● Exercise brief
Render the lines of the records below as a JSON list of strings, one string per line and no blank lines. Start at the line containing "of the white" and end with the line containing "x=398, y=201".

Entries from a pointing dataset
────────

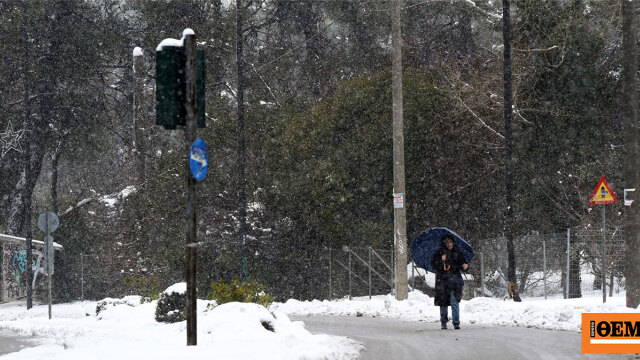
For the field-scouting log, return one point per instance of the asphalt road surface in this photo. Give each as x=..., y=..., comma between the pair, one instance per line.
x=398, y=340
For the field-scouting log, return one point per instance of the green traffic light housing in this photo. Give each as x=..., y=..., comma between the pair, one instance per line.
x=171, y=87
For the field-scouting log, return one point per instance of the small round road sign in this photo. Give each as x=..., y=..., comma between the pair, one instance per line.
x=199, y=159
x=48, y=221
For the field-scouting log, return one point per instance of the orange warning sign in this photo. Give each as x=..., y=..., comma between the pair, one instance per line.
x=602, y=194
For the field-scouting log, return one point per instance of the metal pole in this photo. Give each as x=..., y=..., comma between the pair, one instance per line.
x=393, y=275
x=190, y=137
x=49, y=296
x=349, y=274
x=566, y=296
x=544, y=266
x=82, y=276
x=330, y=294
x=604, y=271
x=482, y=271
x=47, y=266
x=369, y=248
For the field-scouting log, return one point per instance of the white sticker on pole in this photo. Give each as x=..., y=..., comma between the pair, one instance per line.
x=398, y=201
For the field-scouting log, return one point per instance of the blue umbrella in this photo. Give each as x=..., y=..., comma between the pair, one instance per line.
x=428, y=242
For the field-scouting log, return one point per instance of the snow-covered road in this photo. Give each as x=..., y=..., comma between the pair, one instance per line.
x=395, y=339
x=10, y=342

────────

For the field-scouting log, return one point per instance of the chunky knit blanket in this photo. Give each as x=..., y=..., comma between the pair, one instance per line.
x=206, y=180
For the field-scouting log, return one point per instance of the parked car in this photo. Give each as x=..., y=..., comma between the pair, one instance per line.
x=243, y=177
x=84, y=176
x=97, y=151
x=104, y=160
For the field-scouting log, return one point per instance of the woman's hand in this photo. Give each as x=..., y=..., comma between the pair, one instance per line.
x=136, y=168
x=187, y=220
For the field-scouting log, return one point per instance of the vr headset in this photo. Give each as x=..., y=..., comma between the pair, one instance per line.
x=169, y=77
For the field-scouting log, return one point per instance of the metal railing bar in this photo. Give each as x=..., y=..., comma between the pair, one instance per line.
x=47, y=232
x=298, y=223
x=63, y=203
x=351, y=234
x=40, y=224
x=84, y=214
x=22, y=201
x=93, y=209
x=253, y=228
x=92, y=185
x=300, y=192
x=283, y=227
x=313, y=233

────────

● Output below
[
  "For the field-scouting log, return one point per instance of the white sticker on pole in this photo. Give each as x=..., y=..., comma between the pair, one instance per line.",
  "x=398, y=201"
]